_What to work on_
Report every line in the entries that contains the word "stage", matching case exactly.

_Given records_

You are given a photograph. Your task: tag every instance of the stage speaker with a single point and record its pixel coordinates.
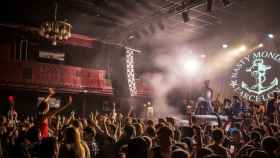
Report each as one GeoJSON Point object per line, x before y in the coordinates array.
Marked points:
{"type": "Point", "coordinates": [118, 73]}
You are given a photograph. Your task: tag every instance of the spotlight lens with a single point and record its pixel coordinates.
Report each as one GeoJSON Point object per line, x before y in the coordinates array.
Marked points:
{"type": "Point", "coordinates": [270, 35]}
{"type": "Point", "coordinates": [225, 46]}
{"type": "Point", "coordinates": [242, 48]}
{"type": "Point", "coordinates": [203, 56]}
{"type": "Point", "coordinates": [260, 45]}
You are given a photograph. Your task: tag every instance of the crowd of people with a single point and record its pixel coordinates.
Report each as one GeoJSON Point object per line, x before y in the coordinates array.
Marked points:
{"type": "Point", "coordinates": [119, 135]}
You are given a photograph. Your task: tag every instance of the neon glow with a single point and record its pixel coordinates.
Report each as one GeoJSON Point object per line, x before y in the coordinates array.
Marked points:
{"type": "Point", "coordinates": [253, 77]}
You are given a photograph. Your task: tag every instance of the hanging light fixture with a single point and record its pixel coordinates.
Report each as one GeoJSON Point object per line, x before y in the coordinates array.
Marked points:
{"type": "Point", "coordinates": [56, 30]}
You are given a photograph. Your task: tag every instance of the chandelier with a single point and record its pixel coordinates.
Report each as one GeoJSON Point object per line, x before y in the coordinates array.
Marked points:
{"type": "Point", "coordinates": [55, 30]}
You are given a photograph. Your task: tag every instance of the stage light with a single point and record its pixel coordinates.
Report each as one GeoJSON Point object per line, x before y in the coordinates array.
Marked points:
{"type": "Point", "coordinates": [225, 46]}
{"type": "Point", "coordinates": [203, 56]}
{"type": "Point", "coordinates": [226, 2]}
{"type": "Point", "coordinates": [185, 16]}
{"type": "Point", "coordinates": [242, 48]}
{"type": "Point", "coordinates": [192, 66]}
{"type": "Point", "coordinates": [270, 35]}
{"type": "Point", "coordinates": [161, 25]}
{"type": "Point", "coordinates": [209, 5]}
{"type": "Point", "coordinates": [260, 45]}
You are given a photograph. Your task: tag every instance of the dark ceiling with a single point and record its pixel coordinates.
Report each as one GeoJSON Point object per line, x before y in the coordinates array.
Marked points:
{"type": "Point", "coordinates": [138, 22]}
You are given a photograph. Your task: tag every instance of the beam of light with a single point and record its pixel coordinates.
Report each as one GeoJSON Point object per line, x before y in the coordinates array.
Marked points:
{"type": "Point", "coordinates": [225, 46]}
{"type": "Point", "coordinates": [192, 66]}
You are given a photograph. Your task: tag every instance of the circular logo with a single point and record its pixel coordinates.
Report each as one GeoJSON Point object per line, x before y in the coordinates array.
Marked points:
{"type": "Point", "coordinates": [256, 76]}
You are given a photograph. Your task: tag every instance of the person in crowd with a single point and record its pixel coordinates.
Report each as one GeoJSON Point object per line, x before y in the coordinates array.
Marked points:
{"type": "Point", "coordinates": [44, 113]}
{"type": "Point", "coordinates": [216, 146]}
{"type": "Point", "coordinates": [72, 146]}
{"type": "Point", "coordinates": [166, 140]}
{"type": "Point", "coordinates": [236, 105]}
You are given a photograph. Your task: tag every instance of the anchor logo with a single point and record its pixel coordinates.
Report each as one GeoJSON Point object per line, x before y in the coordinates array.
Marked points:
* * *
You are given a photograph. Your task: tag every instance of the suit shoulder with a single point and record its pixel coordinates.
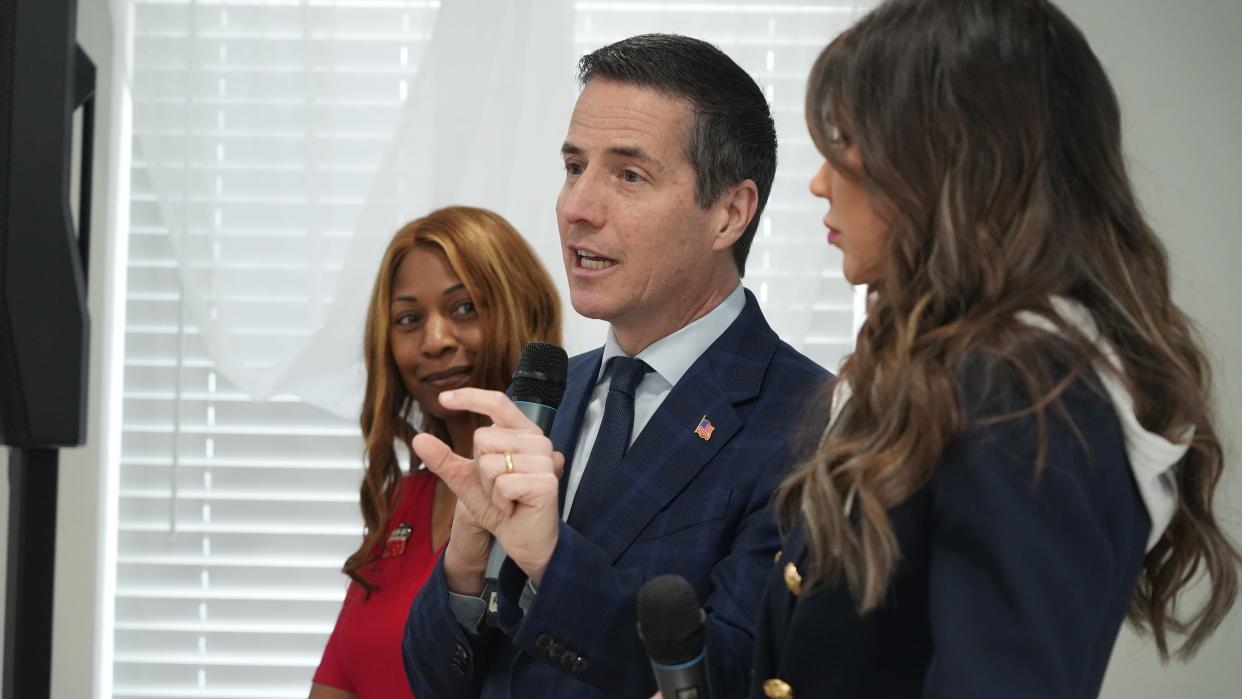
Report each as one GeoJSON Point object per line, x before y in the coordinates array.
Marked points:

_Written solution_
You are given a photograph. Your task: tag every instance of the stage speaker with a single point and record its pixel coordinates.
You are given a photograph. Your task: tag every instance of the stage light with a single point and record its pixel coordinates.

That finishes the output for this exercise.